_Directions for this task_
Edit the stretch from the line containing "Where can the kiwi" through the line containing "(1271, 353)" so that "pink statice flower" becomes "pink statice bloom", keeping every other line of that stretch unchanged.

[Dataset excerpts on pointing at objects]

# # # #

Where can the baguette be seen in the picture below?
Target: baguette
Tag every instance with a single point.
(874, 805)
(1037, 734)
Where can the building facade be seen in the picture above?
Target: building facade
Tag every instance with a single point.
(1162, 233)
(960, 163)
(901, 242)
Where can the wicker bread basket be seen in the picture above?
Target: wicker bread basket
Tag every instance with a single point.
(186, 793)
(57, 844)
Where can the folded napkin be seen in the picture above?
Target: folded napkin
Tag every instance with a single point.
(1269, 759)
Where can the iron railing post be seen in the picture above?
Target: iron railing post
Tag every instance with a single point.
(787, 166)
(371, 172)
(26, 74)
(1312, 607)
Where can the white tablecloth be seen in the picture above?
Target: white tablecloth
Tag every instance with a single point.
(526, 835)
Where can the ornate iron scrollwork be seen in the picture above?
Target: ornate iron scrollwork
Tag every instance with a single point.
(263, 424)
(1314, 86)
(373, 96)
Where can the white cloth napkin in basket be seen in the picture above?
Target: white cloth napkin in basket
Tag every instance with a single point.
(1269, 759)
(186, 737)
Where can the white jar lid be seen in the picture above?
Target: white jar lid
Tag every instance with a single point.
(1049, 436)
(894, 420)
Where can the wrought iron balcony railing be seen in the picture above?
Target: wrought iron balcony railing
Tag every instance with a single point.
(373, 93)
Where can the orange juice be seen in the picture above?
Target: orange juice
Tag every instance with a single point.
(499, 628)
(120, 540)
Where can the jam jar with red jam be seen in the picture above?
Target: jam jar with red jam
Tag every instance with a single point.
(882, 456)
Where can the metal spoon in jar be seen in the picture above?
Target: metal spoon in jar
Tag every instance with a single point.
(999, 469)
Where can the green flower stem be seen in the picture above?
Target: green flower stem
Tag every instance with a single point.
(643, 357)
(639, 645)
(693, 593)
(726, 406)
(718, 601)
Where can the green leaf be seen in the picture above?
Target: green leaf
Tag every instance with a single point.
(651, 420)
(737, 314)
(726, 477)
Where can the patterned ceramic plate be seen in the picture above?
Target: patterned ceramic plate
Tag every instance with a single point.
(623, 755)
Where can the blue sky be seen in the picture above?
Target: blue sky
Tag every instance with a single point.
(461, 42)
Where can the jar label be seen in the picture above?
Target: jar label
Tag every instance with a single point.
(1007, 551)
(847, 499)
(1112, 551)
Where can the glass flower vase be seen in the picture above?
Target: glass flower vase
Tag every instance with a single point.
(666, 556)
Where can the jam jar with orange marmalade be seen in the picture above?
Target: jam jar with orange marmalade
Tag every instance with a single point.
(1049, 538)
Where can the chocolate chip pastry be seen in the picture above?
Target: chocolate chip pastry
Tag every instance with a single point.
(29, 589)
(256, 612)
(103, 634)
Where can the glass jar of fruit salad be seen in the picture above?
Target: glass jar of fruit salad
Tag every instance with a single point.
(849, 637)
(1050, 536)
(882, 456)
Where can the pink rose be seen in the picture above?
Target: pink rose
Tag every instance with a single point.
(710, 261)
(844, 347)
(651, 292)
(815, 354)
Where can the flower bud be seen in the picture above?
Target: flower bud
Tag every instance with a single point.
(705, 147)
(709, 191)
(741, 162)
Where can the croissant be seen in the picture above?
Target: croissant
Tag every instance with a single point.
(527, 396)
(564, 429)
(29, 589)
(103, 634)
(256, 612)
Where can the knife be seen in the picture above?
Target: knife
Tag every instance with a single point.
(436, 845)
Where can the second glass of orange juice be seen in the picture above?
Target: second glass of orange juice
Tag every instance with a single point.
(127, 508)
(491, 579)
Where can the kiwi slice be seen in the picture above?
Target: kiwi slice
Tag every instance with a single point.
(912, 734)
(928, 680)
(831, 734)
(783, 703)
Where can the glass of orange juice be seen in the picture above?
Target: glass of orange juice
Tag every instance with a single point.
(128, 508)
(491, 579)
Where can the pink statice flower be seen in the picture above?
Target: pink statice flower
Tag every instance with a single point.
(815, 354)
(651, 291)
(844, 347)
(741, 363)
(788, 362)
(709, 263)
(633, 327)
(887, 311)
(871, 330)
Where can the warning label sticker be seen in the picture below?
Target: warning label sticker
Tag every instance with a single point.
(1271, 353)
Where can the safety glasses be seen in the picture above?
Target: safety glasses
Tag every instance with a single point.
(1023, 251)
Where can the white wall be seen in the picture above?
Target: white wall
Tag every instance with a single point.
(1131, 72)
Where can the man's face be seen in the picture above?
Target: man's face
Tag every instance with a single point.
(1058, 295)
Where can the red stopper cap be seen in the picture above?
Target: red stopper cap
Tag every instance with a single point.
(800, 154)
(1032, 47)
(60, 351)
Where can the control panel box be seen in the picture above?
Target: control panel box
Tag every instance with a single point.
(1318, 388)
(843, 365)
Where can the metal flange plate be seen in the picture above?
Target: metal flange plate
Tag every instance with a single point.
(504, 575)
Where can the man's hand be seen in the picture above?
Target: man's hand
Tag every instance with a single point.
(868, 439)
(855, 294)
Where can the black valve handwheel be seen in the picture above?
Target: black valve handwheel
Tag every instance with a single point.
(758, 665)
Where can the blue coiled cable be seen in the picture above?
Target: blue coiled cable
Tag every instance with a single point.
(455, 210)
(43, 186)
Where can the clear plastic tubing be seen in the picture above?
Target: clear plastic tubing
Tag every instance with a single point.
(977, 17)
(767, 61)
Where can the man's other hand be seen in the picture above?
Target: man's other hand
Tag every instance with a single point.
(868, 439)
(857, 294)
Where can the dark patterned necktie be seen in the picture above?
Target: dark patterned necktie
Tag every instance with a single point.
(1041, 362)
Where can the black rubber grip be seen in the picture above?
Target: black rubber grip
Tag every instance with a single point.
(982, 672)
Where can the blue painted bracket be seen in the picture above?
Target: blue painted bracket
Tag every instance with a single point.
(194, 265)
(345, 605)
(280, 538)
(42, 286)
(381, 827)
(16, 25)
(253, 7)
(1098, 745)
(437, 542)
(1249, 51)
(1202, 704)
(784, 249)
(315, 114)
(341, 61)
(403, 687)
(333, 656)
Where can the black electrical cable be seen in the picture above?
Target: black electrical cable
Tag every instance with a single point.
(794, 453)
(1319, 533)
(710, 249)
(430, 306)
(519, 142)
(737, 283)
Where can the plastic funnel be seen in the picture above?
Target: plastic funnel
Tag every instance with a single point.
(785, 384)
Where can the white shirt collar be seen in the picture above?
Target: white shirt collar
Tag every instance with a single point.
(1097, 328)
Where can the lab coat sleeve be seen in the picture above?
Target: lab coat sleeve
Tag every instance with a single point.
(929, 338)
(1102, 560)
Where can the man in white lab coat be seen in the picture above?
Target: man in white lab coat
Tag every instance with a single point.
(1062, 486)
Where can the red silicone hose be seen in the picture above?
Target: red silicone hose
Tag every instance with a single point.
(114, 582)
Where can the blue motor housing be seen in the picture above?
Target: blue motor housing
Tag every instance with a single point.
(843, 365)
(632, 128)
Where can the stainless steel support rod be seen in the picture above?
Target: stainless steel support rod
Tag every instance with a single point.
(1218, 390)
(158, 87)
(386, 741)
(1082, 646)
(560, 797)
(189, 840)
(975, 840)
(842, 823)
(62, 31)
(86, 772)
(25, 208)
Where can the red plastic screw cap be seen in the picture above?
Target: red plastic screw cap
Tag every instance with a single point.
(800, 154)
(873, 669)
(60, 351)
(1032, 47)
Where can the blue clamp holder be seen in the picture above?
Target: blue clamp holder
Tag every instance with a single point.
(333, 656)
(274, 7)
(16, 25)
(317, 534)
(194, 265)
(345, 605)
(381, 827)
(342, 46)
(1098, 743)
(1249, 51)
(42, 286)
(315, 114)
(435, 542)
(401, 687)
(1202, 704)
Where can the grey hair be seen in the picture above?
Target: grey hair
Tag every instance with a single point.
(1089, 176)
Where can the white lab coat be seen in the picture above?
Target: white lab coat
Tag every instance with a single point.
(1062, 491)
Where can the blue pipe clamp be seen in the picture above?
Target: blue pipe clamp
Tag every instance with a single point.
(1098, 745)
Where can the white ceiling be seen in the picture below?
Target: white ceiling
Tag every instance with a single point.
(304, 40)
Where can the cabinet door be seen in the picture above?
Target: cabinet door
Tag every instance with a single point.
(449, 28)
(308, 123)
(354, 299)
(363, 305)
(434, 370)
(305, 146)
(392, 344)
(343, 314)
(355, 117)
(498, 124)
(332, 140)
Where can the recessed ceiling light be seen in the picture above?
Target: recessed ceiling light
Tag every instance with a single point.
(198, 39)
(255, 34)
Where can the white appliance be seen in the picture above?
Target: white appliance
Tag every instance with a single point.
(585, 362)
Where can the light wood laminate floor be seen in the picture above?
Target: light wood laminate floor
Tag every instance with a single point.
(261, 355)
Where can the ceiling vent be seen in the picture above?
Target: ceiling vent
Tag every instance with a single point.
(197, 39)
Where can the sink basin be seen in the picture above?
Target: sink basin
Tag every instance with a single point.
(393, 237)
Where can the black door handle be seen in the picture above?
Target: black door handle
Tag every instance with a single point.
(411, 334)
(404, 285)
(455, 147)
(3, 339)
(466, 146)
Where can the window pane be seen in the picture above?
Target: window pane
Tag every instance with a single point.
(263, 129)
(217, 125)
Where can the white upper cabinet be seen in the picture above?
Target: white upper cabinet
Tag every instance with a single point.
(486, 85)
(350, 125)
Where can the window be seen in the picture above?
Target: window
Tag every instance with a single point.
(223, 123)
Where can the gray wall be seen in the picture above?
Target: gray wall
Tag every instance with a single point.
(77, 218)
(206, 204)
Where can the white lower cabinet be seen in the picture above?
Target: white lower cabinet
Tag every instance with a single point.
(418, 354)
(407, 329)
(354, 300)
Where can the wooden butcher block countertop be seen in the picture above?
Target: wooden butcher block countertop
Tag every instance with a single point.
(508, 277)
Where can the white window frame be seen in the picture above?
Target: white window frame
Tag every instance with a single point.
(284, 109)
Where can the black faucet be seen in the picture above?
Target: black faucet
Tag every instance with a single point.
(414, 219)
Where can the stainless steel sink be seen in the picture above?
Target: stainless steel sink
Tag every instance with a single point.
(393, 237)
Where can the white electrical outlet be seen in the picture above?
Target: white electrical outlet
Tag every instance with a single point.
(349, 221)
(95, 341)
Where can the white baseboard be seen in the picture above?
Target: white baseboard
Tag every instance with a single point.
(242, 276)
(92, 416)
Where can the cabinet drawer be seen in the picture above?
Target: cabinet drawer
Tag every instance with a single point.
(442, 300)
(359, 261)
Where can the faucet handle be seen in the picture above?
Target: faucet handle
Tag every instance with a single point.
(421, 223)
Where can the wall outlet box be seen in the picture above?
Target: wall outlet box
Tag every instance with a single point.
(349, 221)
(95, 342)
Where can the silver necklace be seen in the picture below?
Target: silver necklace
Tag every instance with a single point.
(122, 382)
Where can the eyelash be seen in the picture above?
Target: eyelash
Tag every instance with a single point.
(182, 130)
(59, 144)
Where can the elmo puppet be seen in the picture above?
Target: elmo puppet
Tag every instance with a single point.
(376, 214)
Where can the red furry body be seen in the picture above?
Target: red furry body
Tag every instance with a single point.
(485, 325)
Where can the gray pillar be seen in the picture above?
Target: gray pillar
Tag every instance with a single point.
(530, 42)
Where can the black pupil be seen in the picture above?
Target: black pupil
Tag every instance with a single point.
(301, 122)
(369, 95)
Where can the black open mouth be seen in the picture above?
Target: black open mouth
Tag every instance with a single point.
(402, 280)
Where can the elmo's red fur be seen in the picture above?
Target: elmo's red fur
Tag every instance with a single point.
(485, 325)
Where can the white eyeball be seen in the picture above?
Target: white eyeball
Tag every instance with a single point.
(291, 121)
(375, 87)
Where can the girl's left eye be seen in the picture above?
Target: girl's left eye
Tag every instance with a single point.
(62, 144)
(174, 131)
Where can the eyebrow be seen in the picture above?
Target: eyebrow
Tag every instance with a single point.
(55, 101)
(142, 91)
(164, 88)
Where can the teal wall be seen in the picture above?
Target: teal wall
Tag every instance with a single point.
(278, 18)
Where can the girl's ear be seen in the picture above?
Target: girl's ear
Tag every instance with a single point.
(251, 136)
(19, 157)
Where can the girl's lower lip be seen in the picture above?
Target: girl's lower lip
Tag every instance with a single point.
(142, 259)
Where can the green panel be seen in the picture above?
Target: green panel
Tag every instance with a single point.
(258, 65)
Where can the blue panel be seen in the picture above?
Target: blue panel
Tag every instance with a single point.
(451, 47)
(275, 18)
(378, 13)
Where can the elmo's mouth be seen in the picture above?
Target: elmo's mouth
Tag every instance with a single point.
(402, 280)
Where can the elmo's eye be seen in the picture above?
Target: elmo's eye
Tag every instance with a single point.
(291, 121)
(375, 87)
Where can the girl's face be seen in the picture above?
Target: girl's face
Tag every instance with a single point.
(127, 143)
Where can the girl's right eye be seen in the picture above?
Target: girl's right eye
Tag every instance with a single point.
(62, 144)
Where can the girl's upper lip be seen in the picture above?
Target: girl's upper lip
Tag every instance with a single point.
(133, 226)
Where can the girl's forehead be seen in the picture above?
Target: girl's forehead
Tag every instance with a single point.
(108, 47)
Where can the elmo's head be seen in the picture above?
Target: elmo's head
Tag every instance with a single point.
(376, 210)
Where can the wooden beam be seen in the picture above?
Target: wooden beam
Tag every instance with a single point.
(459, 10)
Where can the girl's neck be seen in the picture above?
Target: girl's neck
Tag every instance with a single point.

# # # #

_Solution below_
Where can the kiwi slice be seen in the picture above?
Target: kiwi slice
Tag every instance with a single point.
(912, 734)
(928, 680)
(831, 734)
(783, 703)
Where can the glass of orange juice be seen in the picture above?
Target: glass of orange juice
Tag every instance with a single point.
(128, 508)
(491, 579)
Where can the pink statice bloom be seen in the picture above?
Target: pink statice bloom
Tag every instance with a single point.
(815, 354)
(651, 291)
(844, 347)
(741, 363)
(788, 362)
(709, 263)
(633, 327)
(887, 311)
(871, 330)
Where can the warning label sticker be seen in the picture below?
Target: warning label sticker
Tag every instance with a single point.
(1271, 353)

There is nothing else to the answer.